Apple: suppression des cookies dans Safari, suppression de l’IDFA, apposition d’un label sur toutes les apps et demande de permission obligatoire pour le partage des données. Remplacement de l’IDFA par une API de traçage moins personnalisée (une usine à gaz): le SDK Ad Network, utilisable par tous les réseaux qui en demandent la permission à Apple. Parallèlement. Apple introduit pour les apps qui désirent utiliser ses services publicitaires, une API plus performante que le SDK Ad Network !
Apple et dans une moindre mesure Google tirent à bras raccourcis sur Facebook qui a inventé une machine de précision redoutable au service des sites et applications tierces, pour acquérir des clients puis les convertir grâce au partage de données. Facebook qui n’a pas de système d’exploitation fait tout dans son app, en collaboration avec les app tierces. Il est dangereux pour les app stores qu’il banalise. La réponse d’Apple et Google est d’isoler l’app Facebook des autres applications et sites. Ils peuvent le faire grâce à leur maîtrise de l’App Store, du Google Play Store, de Safari et de Chrome. Si les sites et applications tierces souffrent, que leur importe ? Facebook répond en intégrant tout l’acte commercial dans son app (Facebook Shop), recréant les conditions initiales, à son pur profit cette fois. Au final, l’immobilier publicitaire va se réduire à quelques applications phares isolées, à forte audience, qui prendront tout le gâteau. Et le gâteau risque d’être prodigieux et particulièrement lucratif !

▸ **LIGNES DE DONNÉES**
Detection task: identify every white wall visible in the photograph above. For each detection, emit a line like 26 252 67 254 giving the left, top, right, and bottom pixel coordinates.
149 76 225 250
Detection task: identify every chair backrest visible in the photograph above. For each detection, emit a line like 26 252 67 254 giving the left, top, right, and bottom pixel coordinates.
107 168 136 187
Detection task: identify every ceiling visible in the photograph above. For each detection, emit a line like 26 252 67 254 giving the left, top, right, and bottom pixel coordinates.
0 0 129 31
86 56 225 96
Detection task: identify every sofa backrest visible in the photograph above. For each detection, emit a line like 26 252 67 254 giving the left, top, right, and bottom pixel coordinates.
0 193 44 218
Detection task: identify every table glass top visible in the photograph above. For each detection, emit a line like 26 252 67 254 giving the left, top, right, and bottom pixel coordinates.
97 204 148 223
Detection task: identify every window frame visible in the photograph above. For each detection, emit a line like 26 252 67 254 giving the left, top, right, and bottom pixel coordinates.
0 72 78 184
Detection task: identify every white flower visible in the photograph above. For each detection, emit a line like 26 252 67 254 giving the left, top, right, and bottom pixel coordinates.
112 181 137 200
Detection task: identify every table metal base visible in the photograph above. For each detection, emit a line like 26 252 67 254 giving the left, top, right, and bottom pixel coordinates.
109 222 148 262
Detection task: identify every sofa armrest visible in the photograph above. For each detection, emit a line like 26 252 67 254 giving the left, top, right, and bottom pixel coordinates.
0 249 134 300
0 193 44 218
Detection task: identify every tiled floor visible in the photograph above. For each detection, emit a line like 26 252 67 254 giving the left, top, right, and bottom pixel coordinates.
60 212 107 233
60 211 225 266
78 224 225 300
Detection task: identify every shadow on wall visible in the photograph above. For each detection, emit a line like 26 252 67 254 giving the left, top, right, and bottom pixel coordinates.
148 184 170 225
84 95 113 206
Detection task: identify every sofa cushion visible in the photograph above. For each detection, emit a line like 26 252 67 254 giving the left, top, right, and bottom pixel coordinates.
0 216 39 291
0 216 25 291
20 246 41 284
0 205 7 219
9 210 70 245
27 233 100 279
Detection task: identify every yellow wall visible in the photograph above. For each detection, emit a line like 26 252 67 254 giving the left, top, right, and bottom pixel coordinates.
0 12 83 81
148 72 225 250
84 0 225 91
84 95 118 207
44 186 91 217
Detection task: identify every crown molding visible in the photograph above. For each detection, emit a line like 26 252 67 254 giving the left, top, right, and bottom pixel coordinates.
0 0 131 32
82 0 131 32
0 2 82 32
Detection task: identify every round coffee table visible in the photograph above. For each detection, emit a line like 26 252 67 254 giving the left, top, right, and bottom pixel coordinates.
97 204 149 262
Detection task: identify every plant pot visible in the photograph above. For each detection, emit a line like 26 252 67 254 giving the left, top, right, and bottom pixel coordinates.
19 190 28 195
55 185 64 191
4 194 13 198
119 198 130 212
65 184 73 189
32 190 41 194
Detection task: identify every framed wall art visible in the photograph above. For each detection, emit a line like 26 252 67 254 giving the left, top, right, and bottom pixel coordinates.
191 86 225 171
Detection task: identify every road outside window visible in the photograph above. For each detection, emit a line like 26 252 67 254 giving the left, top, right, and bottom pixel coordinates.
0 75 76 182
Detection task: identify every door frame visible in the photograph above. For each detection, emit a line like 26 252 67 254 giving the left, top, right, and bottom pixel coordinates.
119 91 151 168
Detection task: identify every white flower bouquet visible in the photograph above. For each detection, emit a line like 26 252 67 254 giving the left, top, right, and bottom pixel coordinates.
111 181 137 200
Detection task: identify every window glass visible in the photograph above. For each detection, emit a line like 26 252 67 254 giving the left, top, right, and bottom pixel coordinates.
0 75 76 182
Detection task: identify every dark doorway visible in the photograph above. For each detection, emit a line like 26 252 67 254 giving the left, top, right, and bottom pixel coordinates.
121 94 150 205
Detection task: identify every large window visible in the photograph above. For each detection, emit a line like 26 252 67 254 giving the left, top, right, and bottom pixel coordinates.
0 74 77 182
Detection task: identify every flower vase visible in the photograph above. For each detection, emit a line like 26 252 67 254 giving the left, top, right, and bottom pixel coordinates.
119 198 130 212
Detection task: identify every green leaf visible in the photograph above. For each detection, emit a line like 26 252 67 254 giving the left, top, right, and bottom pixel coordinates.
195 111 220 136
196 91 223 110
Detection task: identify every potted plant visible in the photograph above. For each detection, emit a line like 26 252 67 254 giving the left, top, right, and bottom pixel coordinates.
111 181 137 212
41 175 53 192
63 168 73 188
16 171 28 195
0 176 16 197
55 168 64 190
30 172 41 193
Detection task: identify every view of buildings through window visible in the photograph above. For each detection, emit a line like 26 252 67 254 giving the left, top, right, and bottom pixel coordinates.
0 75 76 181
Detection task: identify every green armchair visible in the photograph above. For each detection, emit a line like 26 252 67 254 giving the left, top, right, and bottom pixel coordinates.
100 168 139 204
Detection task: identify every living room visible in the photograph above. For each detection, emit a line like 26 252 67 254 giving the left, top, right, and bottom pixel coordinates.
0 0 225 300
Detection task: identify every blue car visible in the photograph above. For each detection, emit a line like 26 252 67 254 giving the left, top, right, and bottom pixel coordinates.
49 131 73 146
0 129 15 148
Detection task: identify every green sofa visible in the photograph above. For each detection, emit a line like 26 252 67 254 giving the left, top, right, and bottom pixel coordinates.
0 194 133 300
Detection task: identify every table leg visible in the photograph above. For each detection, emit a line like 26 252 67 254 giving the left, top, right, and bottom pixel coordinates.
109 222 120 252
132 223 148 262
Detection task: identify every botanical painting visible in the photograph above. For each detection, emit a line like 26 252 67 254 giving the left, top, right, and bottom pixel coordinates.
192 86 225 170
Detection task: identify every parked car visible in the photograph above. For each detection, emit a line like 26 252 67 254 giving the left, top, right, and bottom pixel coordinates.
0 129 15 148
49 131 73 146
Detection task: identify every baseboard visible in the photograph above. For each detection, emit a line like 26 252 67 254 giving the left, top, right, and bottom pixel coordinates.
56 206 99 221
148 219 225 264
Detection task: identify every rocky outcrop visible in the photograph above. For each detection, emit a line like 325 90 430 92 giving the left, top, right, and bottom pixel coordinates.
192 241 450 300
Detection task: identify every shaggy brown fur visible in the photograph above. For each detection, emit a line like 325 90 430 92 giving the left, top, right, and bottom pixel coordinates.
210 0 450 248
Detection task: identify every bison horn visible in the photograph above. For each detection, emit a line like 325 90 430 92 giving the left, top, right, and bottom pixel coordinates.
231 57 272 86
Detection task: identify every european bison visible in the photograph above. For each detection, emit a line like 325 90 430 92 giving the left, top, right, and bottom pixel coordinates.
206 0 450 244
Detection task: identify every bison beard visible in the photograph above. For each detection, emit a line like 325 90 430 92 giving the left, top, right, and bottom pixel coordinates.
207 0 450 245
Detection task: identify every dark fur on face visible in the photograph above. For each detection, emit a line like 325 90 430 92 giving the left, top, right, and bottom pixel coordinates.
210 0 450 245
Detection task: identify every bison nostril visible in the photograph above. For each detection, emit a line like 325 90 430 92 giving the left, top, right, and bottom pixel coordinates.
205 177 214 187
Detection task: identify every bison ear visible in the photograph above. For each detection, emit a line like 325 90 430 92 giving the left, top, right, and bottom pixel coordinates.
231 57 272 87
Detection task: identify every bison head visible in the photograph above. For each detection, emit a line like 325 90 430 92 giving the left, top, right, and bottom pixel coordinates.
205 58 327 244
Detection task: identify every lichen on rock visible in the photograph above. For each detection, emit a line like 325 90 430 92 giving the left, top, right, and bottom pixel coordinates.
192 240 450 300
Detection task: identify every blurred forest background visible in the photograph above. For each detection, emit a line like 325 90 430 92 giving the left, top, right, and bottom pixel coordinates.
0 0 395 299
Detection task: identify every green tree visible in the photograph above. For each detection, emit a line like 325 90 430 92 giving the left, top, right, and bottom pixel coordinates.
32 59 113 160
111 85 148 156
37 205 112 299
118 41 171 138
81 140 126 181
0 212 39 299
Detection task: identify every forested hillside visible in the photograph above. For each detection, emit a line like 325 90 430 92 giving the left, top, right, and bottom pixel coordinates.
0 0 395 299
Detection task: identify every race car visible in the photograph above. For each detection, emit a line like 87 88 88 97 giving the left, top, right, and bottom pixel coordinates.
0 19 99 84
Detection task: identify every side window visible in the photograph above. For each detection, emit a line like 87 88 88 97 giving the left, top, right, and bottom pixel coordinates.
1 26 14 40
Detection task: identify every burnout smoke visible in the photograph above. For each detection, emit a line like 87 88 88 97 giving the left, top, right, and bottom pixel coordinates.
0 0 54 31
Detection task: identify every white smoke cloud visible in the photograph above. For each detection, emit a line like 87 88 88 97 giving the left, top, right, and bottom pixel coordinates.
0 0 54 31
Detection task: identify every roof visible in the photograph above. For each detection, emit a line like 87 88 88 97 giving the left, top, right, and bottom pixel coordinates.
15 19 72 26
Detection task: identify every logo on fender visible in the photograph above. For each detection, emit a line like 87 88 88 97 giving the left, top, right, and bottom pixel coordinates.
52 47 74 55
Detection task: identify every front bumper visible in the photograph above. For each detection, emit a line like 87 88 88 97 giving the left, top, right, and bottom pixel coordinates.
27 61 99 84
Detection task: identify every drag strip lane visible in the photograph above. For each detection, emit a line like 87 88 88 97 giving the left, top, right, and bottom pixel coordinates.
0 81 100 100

▸ **EXERCICE COURT 1**
Répondez à ces questions sur le texte consacré à Apple, Google et Facebook :
(a) Par quoi Apple remplace-t-il l'IDFA ?
(b) La maîtrise de quels outils permet à Apple et Google d'isoler l'app Facebook ?
(c) Comment Facebook répond-il à cet isolement ?
▸ **EXERCICE COURT 2**
Poursuivez le texte sur la rivalité publicitaire entre Apple, Google et Facebook à partir de sa dernière phrase.
Les lignes ne sont d'aucune utilité ici.

▸ **RÉSULTAT FINAL 1**
(a) Par une API de traçage moins personnalisée, le SDK Ad Network.
(b) L'App Store, le Google Play Store, Safari et Chrome.
(c) En intégrant tout l'acte commercial dans son app (Facebook Shop).

▸ **RÉSULTAT FINAL 2**
Aux premiers jours de la TV, l’introduction d’un nouveau support a plutôt pesé sur le marché publicitaire, comme le montre le graphique initial. Il en a été ainsi de l’internet. Puis la pub TV a contribué à l’essor des marques et de la grande distribution, élargissant ainsi le marché. C’est la même chose aujourd’hui. L’internet permet une connexion intime avec les utilisateurs qui les fait rester et consommer sur le long terme, il crée un nouveau marché de taille. La question est celle du prix pour établir cette connexion et la rendre toujours plus pertinente. Le nouveau ratio magique à optimiser pour toutes les sociétés est ou va devenir VLT/CAC (valeur à long terme du client rapporté à son coût d’acquisition), le concurrence va être très rude sur un écran de 15x7cm, d’où l’importance cruciale de la publicité. Une demande qui monte fortement, une offre qui se concentre, un parfait cocktail pour les survivants…et une occasion pour certains dont ce n’est pas le cœur de métier.
Comment la bataille se joue.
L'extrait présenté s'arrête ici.